### TASKS TO CARRY OUT
(1) Reproduce the stretch from "1) Separation from" through "to seek help." in the passage on marriage.
(2) Under a marriage covenant, what does the passage on marriage say a married couple will do for one another? List each one.

### SOURCE EXCERPT
____________

1) Separation from parents — “Therefore a man shall leave his father and mother” (v. 24a): Marriage is designed to separate children from their parents (which is not a negative thing). When you’re a minor living at home, you’re dependent on your parents. They are your caregivers and guardians, but through marriage, this changes. With marriage, both parents and children need to cut these ties so that the husband and wife can provide for each other’s needs. This doesn’t mean that a married couple can’t seek the help or advice of others, but in such situations the couple should first discuss and determine together how best to seek help.
2) Lasting covenant — “be joined to his wife” (v. 24b): Marriage is designed to be a lasting covenant. Marriage is a covenant, not a contract. A contract is when one person agrees to do something as long as the other person does his or her part. The moment that the other person no longer carries through, a contract is no longer binding. A covenant, however, is a lasting promise. A marriage covenant is a promise before God that no matter what comes their way, a married couple will be faithful to one another, care for one another, protect each other, and love each other.

____________

### DATASET ENTRIES
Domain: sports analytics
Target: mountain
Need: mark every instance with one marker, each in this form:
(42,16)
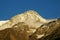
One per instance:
(29,26)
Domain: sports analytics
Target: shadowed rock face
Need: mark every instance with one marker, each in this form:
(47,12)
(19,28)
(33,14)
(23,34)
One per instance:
(49,31)
(30,26)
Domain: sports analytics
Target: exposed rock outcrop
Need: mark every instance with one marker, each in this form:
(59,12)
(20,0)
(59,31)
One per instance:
(30,26)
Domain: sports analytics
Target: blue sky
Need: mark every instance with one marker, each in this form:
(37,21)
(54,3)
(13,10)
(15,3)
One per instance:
(46,8)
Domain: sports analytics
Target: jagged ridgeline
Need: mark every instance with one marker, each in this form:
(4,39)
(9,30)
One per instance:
(30,26)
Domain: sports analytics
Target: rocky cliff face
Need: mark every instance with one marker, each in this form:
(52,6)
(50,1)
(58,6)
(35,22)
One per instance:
(30,26)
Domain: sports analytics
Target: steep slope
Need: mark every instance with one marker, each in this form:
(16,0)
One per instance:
(29,26)
(31,18)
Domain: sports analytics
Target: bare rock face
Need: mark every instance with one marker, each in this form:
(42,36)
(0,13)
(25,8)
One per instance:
(30,26)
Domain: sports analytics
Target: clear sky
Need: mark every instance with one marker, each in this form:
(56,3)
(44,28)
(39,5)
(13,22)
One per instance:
(46,8)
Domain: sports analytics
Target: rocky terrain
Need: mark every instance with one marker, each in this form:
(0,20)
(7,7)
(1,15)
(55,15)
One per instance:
(30,26)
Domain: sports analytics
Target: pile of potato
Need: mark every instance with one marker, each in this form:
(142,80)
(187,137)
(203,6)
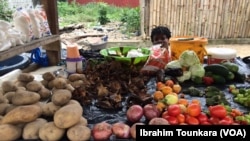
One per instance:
(25,115)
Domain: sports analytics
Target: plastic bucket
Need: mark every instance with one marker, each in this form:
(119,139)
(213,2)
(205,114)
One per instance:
(179,44)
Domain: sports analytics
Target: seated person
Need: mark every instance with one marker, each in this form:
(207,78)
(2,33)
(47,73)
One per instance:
(160,36)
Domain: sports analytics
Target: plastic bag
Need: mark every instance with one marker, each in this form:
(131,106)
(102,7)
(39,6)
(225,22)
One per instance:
(36,25)
(22,23)
(41,15)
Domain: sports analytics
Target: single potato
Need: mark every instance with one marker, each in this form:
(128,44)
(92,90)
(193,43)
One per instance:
(22,114)
(79,133)
(31,129)
(50,132)
(68,116)
(49,109)
(61,97)
(22,97)
(10,132)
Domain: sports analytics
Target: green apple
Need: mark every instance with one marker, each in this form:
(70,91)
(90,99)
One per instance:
(171,99)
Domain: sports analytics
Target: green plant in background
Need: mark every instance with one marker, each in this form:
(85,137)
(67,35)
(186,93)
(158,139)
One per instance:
(103,16)
(98,12)
(131,18)
(5,11)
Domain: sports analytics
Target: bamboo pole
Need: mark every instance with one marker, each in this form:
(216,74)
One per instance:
(193,16)
(151,4)
(182,19)
(142,16)
(218,17)
(172,17)
(205,18)
(175,16)
(211,13)
(230,8)
(247,31)
(147,5)
(224,18)
(236,18)
(233,3)
(244,10)
(214,19)
(197,13)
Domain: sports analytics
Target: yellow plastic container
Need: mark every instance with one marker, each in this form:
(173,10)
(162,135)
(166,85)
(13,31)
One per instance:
(179,44)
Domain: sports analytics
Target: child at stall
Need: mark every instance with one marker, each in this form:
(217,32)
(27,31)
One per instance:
(160,36)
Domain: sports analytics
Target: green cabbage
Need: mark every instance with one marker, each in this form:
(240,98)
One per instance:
(188,58)
(197,70)
(173,64)
(186,76)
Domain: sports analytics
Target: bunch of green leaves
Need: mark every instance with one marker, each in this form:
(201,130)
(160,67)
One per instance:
(5,11)
(102,18)
(131,18)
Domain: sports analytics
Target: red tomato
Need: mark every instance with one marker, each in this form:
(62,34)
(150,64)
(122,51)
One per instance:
(224,122)
(192,121)
(194,109)
(214,120)
(206,123)
(202,117)
(174,110)
(165,115)
(181,118)
(172,120)
(228,119)
(218,111)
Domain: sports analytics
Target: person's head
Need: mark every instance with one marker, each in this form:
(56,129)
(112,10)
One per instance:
(160,35)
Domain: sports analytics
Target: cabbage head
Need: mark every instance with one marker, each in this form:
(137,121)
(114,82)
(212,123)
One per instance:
(188,58)
(197,70)
(173,64)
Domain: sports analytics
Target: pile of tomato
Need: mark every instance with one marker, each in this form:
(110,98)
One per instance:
(192,114)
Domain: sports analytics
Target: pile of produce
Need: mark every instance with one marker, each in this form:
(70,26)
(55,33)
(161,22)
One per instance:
(109,83)
(241,95)
(24,114)
(189,68)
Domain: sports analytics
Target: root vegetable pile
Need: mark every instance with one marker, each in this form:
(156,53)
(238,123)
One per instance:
(109,82)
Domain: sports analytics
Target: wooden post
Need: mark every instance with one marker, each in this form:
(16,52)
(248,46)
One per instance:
(142,15)
(53,50)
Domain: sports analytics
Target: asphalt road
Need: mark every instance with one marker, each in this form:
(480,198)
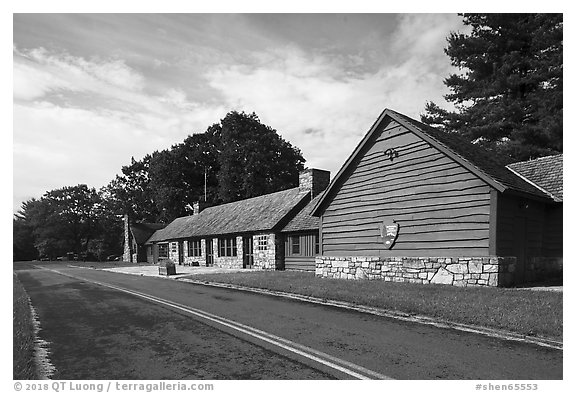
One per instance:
(102,333)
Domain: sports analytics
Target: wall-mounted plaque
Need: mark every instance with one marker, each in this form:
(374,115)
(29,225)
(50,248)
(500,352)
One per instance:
(388,232)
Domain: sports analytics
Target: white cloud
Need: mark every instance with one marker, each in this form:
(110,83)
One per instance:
(314,103)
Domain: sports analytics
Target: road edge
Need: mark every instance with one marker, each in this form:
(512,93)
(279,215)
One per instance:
(490,332)
(496,333)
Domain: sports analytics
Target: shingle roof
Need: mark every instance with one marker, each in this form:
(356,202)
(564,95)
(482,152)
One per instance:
(544,172)
(304,220)
(490,168)
(142,230)
(263,213)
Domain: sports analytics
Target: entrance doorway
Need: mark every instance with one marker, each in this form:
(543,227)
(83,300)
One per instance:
(209,252)
(247,252)
(520,248)
(180,253)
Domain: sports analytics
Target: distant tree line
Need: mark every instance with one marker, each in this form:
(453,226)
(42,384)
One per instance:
(237,158)
(507,98)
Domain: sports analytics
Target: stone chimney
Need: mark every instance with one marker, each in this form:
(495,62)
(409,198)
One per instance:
(314,180)
(127,254)
(198,206)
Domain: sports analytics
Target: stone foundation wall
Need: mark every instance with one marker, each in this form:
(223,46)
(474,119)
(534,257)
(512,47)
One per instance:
(459,271)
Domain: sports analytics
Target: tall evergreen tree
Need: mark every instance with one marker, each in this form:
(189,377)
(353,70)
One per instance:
(253,159)
(508,97)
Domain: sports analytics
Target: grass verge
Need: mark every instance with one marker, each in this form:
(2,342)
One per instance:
(23,334)
(533,313)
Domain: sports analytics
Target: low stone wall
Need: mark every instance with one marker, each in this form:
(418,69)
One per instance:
(459,271)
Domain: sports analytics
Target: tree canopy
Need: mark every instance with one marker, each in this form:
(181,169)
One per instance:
(239,157)
(508,95)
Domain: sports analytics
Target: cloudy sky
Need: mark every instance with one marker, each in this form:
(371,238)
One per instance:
(93,90)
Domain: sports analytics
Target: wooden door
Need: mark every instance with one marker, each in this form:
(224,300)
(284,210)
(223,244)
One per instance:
(209,253)
(520,247)
(180,253)
(247,252)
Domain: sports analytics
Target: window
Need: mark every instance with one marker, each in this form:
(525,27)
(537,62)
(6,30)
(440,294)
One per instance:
(295,244)
(194,248)
(262,241)
(227,247)
(163,250)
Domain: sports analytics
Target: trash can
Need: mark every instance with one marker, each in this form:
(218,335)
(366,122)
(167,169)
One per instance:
(166,268)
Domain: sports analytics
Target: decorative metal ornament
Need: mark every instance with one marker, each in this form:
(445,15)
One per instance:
(391,153)
(388,232)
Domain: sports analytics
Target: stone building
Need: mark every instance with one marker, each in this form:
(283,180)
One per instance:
(243,234)
(414,204)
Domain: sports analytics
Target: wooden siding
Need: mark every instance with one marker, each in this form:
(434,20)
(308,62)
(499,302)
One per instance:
(441,207)
(305,259)
(554,232)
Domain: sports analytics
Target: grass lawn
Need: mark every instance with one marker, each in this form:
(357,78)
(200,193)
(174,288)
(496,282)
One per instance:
(23,334)
(534,313)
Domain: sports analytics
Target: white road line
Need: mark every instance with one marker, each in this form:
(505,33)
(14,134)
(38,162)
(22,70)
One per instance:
(335,363)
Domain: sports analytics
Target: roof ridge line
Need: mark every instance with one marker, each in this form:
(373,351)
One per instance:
(534,184)
(535,159)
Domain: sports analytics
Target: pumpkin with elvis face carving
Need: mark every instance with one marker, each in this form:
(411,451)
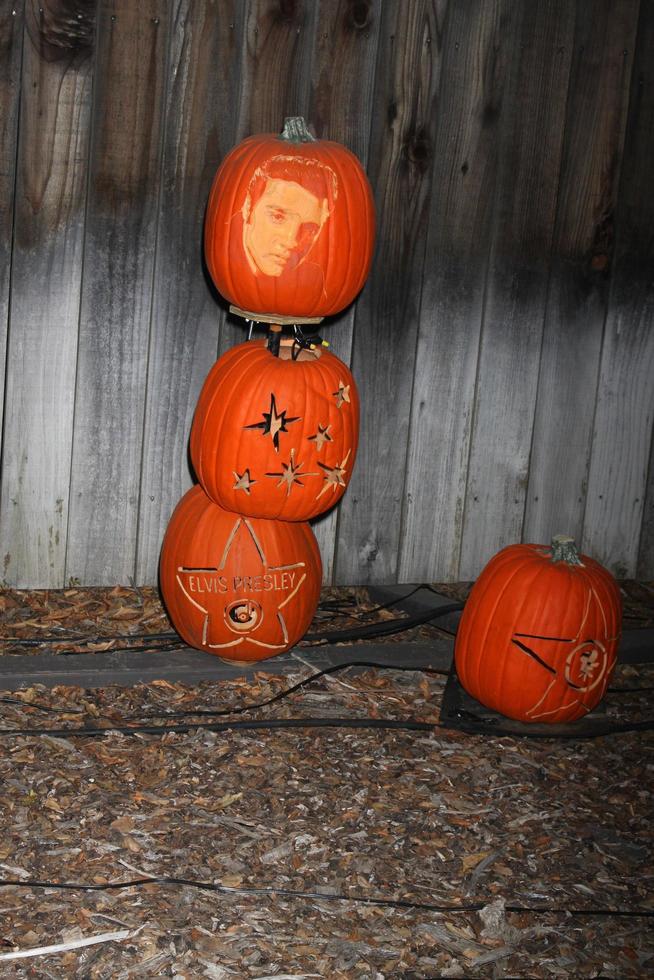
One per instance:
(538,635)
(241,588)
(290,225)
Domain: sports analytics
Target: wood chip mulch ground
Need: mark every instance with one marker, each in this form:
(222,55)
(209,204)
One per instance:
(332,852)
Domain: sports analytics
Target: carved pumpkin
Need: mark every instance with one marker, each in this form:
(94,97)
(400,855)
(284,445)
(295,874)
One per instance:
(538,636)
(275,437)
(290,225)
(241,588)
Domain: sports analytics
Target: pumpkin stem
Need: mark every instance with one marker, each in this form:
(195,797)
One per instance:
(274,338)
(564,549)
(295,131)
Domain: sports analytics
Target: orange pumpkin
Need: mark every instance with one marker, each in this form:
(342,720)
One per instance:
(241,588)
(275,437)
(538,636)
(290,225)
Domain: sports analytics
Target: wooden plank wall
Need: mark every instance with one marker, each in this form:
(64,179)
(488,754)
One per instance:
(503,345)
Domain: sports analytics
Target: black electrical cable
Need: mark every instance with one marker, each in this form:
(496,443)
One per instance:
(384,628)
(388,724)
(292,893)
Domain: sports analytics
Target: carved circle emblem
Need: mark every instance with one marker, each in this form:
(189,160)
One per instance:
(243,615)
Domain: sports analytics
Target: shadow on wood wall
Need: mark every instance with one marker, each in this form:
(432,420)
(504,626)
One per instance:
(503,345)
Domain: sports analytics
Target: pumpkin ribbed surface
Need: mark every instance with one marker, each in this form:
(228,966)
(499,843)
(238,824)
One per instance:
(275,438)
(289,227)
(538,638)
(238,587)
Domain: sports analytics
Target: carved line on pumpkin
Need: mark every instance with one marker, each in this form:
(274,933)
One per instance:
(273,422)
(568,707)
(256,541)
(556,639)
(181,585)
(290,596)
(530,652)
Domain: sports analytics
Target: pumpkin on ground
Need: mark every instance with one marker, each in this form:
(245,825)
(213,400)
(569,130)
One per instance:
(275,437)
(538,636)
(290,225)
(238,587)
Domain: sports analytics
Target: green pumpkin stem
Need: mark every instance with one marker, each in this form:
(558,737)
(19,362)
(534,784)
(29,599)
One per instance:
(564,549)
(295,131)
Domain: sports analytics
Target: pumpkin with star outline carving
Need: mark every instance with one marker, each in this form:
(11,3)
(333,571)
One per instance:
(240,588)
(538,636)
(276,437)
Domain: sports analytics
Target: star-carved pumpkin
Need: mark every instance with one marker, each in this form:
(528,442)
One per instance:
(290,224)
(538,635)
(275,437)
(241,588)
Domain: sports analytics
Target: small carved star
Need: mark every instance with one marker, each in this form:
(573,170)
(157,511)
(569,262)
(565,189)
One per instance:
(342,395)
(334,475)
(321,437)
(273,423)
(243,481)
(589,664)
(290,475)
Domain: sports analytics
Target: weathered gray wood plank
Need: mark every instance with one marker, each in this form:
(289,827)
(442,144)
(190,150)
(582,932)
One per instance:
(274,80)
(580,270)
(11,44)
(516,286)
(471,107)
(340,108)
(117,291)
(46,268)
(200,128)
(193,666)
(624,419)
(401,159)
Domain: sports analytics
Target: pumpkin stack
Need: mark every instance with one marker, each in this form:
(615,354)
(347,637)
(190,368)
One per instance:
(289,235)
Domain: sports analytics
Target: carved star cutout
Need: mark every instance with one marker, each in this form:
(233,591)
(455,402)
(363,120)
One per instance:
(243,481)
(321,437)
(291,473)
(209,589)
(342,395)
(273,423)
(334,475)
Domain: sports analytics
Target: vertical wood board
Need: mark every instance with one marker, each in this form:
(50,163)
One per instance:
(274,83)
(117,291)
(471,103)
(581,261)
(401,159)
(341,108)
(11,45)
(622,436)
(51,183)
(516,285)
(200,129)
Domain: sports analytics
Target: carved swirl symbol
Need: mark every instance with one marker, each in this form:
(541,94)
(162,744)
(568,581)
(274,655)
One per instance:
(586,665)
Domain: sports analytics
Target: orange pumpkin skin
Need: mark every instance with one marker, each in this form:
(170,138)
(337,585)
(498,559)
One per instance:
(538,638)
(239,588)
(290,225)
(275,438)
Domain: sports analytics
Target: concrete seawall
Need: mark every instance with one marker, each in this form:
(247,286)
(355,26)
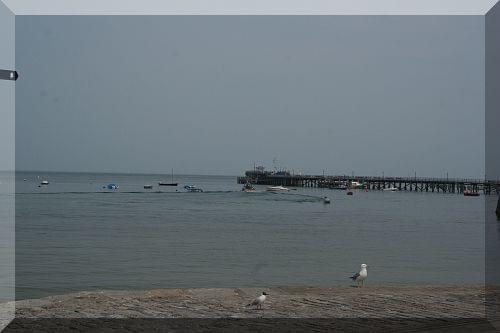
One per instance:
(419,307)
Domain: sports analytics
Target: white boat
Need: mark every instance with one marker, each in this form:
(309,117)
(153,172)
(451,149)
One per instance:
(393,189)
(355,184)
(248,188)
(192,188)
(277,189)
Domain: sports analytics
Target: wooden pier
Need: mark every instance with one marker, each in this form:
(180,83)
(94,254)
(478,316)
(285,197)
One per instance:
(440,185)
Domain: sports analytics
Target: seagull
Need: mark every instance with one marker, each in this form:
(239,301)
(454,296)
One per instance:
(361,276)
(259,301)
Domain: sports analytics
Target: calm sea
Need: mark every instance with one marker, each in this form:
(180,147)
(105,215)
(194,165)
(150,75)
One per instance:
(72,235)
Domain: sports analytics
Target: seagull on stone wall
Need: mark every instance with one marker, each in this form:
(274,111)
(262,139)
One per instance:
(361,276)
(258,301)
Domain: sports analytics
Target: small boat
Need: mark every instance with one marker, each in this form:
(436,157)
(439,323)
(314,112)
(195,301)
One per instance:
(338,187)
(392,189)
(168,184)
(469,193)
(248,188)
(192,188)
(277,189)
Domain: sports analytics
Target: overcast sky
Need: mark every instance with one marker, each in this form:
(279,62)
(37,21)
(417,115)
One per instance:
(213,95)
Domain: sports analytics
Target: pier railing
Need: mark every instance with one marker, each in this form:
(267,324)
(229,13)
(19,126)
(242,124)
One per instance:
(421,184)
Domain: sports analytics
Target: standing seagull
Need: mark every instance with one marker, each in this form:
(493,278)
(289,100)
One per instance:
(361,276)
(258,301)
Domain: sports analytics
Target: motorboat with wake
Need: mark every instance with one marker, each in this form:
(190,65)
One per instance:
(192,188)
(277,189)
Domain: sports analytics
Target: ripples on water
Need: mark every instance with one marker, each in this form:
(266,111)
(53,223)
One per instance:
(72,236)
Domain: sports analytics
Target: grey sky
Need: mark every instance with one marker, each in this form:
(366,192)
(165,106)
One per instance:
(212,95)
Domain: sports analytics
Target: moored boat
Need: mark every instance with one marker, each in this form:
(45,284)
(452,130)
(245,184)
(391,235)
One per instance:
(248,188)
(469,193)
(392,189)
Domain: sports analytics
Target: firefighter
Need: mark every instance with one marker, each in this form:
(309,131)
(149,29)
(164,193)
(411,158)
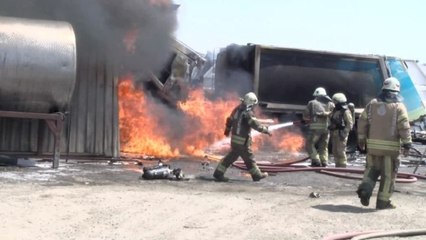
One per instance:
(341,123)
(383,128)
(239,125)
(317,115)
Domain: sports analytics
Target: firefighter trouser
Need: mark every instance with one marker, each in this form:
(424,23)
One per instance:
(338,147)
(386,167)
(318,138)
(245,153)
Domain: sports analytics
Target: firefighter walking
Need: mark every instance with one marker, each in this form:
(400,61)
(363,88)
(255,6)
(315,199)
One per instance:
(383,128)
(341,123)
(317,114)
(239,125)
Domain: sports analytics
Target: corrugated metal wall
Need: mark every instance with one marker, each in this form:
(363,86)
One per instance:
(91,128)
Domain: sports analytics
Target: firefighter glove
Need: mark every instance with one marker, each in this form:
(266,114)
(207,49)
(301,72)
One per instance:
(227,132)
(361,144)
(267,131)
(406,149)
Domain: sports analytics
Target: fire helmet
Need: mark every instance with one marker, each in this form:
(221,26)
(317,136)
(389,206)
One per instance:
(339,98)
(320,92)
(250,99)
(391,84)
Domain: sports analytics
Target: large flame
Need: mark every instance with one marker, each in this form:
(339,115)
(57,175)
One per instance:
(148,127)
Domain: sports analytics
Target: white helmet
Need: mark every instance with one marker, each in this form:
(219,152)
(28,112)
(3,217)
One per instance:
(339,98)
(391,84)
(320,92)
(250,99)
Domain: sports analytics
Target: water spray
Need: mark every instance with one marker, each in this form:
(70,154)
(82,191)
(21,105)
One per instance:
(226,141)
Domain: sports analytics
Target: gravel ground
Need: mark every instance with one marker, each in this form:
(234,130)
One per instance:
(97,200)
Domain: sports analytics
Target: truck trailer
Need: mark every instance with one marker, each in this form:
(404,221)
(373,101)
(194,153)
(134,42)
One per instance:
(284,79)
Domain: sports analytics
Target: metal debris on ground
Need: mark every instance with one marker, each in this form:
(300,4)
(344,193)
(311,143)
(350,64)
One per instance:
(162,171)
(314,195)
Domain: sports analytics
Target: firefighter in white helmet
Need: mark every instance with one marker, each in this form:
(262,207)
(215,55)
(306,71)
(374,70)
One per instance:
(317,115)
(341,124)
(239,125)
(383,128)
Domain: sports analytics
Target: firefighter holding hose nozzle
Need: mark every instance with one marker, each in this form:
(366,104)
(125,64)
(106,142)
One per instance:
(239,125)
(383,128)
(317,114)
(341,123)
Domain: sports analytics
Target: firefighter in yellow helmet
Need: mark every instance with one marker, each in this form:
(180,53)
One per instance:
(341,123)
(317,115)
(383,128)
(239,125)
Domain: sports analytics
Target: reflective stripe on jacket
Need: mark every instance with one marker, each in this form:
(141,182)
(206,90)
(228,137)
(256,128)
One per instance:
(384,125)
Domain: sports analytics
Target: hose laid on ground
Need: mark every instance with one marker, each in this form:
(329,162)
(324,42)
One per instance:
(399,179)
(377,234)
(286,166)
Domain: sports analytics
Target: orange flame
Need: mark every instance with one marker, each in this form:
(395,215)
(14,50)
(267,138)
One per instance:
(140,131)
(150,128)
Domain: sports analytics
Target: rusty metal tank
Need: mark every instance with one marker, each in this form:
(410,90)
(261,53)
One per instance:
(37,65)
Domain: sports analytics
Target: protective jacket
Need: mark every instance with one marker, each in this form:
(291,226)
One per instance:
(316,113)
(385,126)
(240,122)
(341,120)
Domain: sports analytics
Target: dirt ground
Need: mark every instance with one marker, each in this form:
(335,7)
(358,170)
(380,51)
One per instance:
(97,200)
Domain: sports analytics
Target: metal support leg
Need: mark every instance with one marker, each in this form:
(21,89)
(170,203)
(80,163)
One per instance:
(56,127)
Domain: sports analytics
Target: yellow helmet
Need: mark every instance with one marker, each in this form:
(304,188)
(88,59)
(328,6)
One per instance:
(250,99)
(320,92)
(339,98)
(391,84)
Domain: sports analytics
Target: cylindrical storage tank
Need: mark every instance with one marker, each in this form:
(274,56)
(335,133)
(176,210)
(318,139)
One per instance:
(37,65)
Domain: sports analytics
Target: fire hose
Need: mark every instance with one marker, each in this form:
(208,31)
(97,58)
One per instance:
(287,166)
(377,234)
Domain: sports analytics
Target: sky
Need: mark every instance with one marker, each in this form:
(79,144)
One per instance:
(385,27)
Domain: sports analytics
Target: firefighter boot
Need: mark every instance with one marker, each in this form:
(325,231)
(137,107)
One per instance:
(380,205)
(219,176)
(363,195)
(315,163)
(258,177)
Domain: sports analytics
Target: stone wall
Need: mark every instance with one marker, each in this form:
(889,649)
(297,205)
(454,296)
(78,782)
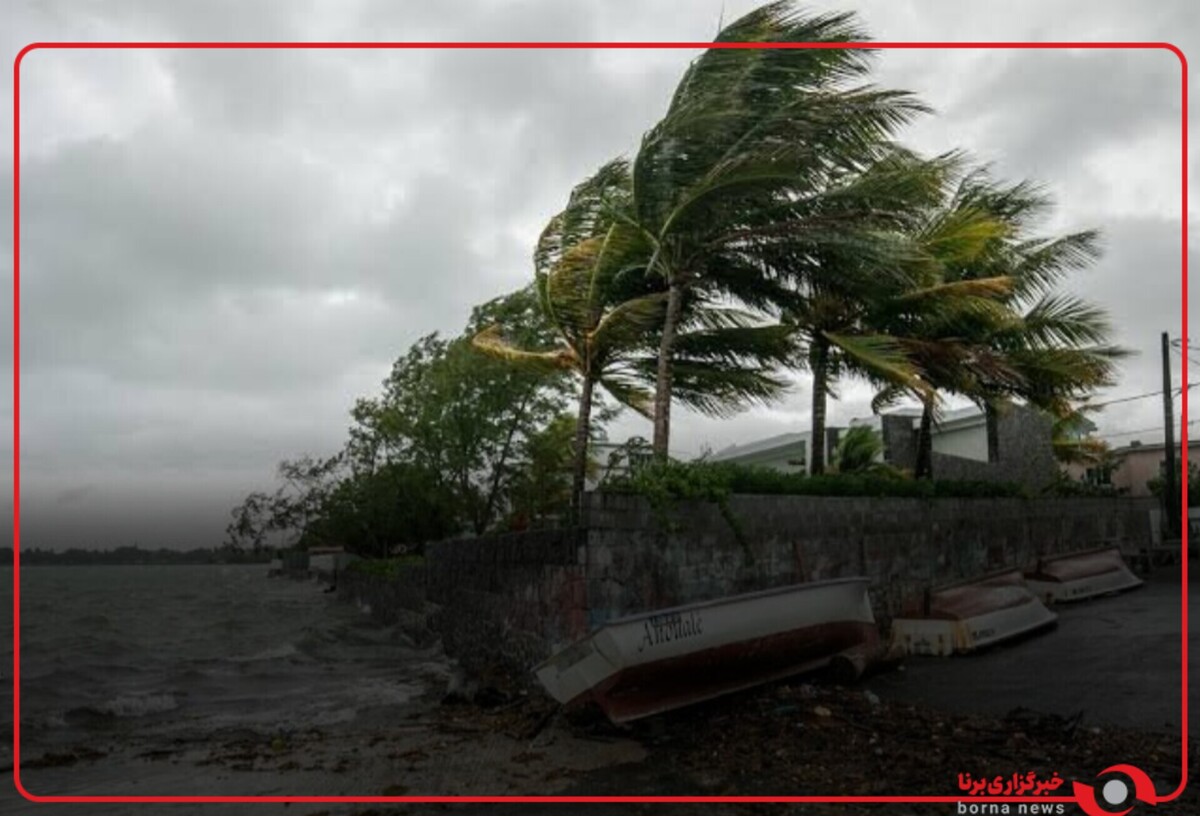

____________

### TASK RESPONSES
(1)
1) Separation from parents — “Therefore a man shall leave his father and mother” (v. 24a): Marriage is designed to separate children from their parents (which is not a negative thing). When you’re a minor living at home, you’re dependent on your parents. They are your caregivers and guardians, but through marriage, this changes. With marriage, both parents and children need to cut these ties so that the husband and wife can provide for each other’s needs. This doesn’t mean that a married couple can’t seek the help or advice of others, but in such situations the couple should first discuss and determine together how best to seek help.

(2)
- Be faithful to one another
- Care for one another
- Protect each other
- Love each other